Saved entries
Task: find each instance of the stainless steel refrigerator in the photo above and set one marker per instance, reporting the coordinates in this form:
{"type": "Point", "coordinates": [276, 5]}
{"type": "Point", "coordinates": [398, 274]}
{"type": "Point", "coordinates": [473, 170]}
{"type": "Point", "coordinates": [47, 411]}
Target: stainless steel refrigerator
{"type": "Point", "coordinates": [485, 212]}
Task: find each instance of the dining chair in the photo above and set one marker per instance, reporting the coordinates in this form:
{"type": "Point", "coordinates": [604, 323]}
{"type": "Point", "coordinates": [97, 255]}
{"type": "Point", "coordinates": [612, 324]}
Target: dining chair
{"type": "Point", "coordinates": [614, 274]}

_THE PROBLEM_: Wherever a line of the data holds "this", copy that line.

_WRITTEN RESPONSE_:
Task: find each instance of the stainless steel refrigerator in the photo above and set one marker per instance, reporting the coordinates in this form:
Task: find each instance of the dining chair in the photo above and set one marker per instance, reporting the coordinates in this form:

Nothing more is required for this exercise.